WORK REQUIRED: Every line from the one with "Target: equipment on ground" to the end of the entries, both included, is to be copied exactly; the other lines stay out.

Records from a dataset

---+---

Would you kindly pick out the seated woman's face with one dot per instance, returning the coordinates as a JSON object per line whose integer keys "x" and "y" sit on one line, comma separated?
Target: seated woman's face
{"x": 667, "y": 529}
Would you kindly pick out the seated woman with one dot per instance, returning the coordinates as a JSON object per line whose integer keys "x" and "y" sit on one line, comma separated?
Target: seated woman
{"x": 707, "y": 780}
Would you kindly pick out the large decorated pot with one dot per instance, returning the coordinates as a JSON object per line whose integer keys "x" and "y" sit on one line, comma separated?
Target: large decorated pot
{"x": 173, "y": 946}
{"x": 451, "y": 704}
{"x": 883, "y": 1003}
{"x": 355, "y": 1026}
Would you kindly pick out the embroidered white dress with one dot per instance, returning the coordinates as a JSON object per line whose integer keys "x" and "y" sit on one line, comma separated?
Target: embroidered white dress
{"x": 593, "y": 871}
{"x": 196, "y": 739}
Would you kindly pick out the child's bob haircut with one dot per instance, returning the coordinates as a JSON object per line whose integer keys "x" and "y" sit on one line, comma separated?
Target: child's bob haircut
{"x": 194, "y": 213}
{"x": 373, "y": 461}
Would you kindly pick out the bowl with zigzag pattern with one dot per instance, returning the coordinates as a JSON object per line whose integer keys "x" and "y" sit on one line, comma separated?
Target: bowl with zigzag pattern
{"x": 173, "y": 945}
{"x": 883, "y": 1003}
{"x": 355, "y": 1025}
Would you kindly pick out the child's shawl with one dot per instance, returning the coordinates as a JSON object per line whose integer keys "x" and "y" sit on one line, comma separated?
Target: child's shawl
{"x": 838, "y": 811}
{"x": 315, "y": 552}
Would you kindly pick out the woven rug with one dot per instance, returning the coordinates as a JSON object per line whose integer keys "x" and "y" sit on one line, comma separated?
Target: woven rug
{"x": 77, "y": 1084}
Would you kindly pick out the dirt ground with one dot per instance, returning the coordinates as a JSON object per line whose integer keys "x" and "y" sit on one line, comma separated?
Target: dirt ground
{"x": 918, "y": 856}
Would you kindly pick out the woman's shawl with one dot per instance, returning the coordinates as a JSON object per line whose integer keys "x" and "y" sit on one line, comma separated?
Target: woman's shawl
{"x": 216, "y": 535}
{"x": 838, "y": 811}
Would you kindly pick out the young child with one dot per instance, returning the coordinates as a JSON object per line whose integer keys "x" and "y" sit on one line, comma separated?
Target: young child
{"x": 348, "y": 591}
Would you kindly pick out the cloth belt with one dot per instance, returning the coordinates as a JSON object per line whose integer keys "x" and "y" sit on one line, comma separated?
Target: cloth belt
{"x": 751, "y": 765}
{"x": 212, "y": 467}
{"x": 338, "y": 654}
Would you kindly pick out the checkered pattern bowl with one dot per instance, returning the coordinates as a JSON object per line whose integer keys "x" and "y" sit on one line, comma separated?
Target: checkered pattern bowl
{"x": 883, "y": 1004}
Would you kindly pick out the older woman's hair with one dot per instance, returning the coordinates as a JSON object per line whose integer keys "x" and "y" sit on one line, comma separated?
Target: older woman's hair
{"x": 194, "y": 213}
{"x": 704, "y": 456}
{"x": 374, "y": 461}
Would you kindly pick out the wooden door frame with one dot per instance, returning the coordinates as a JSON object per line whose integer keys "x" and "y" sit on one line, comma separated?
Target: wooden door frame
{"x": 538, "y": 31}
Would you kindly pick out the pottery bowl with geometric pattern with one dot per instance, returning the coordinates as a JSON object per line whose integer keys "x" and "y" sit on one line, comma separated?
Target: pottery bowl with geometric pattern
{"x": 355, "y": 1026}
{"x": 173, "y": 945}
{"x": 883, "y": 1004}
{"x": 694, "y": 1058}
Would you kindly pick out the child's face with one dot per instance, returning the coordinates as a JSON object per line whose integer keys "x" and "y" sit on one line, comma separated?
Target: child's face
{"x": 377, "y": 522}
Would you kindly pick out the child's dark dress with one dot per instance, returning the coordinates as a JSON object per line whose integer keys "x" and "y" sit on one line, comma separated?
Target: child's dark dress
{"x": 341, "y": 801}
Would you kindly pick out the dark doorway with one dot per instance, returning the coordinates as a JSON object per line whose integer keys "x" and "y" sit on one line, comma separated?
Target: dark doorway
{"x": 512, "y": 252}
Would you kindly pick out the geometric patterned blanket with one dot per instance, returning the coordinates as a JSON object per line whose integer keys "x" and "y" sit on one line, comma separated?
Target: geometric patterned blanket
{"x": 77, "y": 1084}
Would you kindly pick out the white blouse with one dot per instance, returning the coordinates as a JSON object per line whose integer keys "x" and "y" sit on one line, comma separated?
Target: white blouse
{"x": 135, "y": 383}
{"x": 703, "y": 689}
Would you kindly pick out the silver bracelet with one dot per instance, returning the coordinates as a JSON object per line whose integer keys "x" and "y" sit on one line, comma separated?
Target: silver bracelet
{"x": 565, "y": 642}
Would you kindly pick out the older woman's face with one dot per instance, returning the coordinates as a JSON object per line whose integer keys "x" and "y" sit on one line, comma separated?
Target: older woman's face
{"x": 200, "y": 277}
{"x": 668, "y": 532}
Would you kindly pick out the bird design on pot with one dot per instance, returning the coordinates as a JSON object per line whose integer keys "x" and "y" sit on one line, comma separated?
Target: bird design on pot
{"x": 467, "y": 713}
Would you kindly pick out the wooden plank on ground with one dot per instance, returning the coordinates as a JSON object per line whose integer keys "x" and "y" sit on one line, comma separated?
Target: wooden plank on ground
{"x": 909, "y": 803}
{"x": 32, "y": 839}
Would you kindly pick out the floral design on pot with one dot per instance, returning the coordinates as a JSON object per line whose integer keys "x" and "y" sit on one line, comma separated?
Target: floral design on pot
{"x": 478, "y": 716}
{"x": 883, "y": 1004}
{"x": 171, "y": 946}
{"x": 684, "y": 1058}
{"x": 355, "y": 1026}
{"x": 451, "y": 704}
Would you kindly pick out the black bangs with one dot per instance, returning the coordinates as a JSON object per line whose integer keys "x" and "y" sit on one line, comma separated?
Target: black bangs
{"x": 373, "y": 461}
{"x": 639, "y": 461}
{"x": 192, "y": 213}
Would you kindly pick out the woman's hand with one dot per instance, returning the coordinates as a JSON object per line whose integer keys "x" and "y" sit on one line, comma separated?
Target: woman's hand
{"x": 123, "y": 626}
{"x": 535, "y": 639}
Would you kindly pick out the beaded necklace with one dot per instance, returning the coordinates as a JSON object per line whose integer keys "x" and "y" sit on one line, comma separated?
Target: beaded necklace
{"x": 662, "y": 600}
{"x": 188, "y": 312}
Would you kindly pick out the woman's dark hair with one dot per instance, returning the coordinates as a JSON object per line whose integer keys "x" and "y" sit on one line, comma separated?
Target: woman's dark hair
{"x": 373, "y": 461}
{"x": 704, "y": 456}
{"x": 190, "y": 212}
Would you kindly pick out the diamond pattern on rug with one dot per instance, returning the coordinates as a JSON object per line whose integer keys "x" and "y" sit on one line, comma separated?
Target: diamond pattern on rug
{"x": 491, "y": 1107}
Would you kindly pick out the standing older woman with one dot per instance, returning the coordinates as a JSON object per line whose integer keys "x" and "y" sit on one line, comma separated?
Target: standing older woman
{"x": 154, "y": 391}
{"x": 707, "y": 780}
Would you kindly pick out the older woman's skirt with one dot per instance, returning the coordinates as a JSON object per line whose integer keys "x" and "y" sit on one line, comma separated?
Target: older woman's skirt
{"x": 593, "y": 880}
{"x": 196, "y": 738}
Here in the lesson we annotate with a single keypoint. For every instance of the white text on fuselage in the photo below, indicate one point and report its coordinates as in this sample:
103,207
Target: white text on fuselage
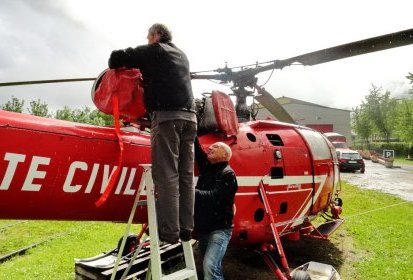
39,166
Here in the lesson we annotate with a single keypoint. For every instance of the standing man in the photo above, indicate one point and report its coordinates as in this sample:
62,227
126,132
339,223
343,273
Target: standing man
169,100
214,200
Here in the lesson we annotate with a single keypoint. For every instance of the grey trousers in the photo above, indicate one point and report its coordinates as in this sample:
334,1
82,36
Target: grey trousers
172,152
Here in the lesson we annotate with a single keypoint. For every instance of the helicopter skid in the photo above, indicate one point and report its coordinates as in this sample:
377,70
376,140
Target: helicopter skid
101,266
316,271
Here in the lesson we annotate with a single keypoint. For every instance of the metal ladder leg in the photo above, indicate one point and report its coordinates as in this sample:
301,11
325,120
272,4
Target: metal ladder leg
189,272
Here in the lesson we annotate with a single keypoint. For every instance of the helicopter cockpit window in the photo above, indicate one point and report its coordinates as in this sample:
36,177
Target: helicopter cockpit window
275,139
318,145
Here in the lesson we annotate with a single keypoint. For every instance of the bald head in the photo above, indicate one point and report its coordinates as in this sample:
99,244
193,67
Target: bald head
219,152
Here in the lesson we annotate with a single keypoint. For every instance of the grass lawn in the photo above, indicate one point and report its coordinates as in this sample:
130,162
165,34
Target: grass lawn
381,227
378,225
402,160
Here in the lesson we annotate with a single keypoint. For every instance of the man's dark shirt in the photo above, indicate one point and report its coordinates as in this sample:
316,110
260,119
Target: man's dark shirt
165,71
214,194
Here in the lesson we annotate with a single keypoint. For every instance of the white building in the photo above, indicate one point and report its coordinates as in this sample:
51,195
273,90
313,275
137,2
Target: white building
318,117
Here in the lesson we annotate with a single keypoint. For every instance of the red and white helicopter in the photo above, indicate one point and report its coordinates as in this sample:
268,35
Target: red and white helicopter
287,174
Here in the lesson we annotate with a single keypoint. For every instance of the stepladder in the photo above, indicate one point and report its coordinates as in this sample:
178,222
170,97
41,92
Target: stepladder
155,268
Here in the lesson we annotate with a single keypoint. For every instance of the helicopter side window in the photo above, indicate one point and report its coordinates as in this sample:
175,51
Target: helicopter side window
277,173
251,137
275,139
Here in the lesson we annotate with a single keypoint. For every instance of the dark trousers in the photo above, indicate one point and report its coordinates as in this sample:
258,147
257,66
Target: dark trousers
172,144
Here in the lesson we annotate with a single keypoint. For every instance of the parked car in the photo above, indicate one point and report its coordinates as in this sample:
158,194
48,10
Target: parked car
350,160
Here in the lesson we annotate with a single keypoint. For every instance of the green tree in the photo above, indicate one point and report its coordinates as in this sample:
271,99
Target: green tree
410,77
381,110
361,124
15,105
85,115
37,108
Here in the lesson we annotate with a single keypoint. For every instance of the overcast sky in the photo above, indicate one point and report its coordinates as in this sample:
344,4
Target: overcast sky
42,39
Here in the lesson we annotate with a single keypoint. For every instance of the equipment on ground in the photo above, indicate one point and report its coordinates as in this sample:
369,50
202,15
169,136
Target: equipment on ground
288,174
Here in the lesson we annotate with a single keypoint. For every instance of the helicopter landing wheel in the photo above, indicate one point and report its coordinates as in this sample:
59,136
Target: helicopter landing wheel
132,242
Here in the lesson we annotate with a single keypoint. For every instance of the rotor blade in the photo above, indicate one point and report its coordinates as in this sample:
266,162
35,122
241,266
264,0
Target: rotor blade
379,43
272,105
45,82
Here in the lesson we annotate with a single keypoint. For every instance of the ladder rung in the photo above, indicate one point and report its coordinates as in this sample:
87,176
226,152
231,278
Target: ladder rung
180,274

---+---

OUTPUT BELOW:
Target: equipment on ground
288,174
Here in the lesson we annotate with a single keypoint. For every instance of the helicopter landing wheel in the photo above, indicate one point and report its coordinates as in this sample:
59,136
Target: helicopter landing wheel
132,242
Here in the lesson we annotate with a single keypoint. For every instance of the rotor blade in the photo above, indicate one point and report its coordinates as in this sample:
266,162
35,122
241,266
264,0
Target: rotor blade
379,43
272,105
45,82
Here in the lesson we annotate with a single keypoint. For every instance of the ladder rung in the photo above, indicate one point and report its coordinates as in this sample:
87,176
226,152
231,278
Target: ladder rung
180,274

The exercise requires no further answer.